*TAREFA*
Indique quantas linhas dos itens abaixo contêm a palavra "above", diferenciando maiúsculas de minúsculas. Responda só com o número.

*DADOS DO EXERCÍCIO*
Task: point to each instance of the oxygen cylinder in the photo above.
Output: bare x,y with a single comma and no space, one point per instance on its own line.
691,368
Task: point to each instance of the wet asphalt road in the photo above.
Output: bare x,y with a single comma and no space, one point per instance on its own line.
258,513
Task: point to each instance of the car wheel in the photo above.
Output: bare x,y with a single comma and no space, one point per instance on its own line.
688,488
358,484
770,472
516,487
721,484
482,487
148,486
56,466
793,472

==

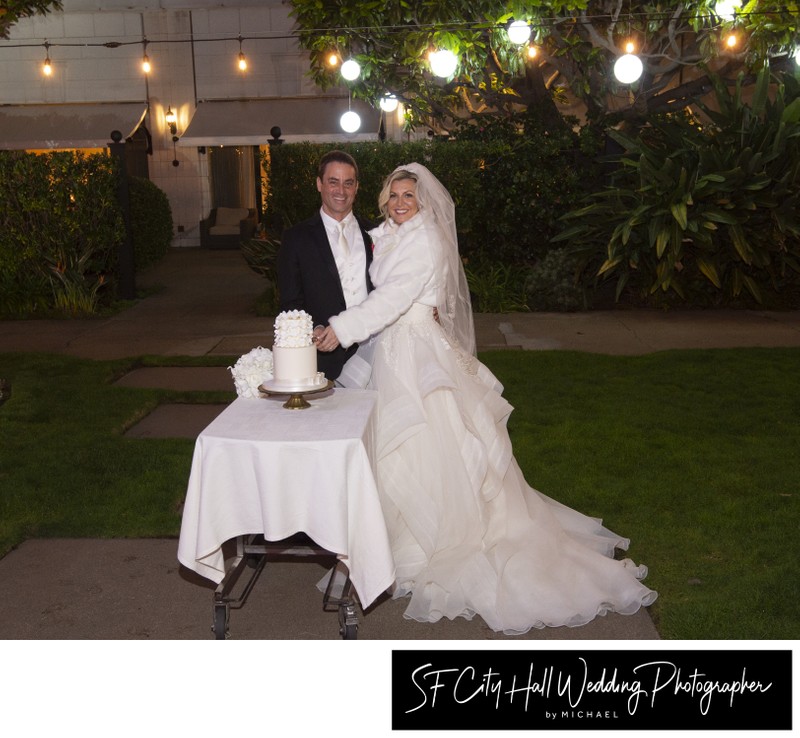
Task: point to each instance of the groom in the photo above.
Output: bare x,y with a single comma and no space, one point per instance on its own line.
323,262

*SOLUÇÃO*
4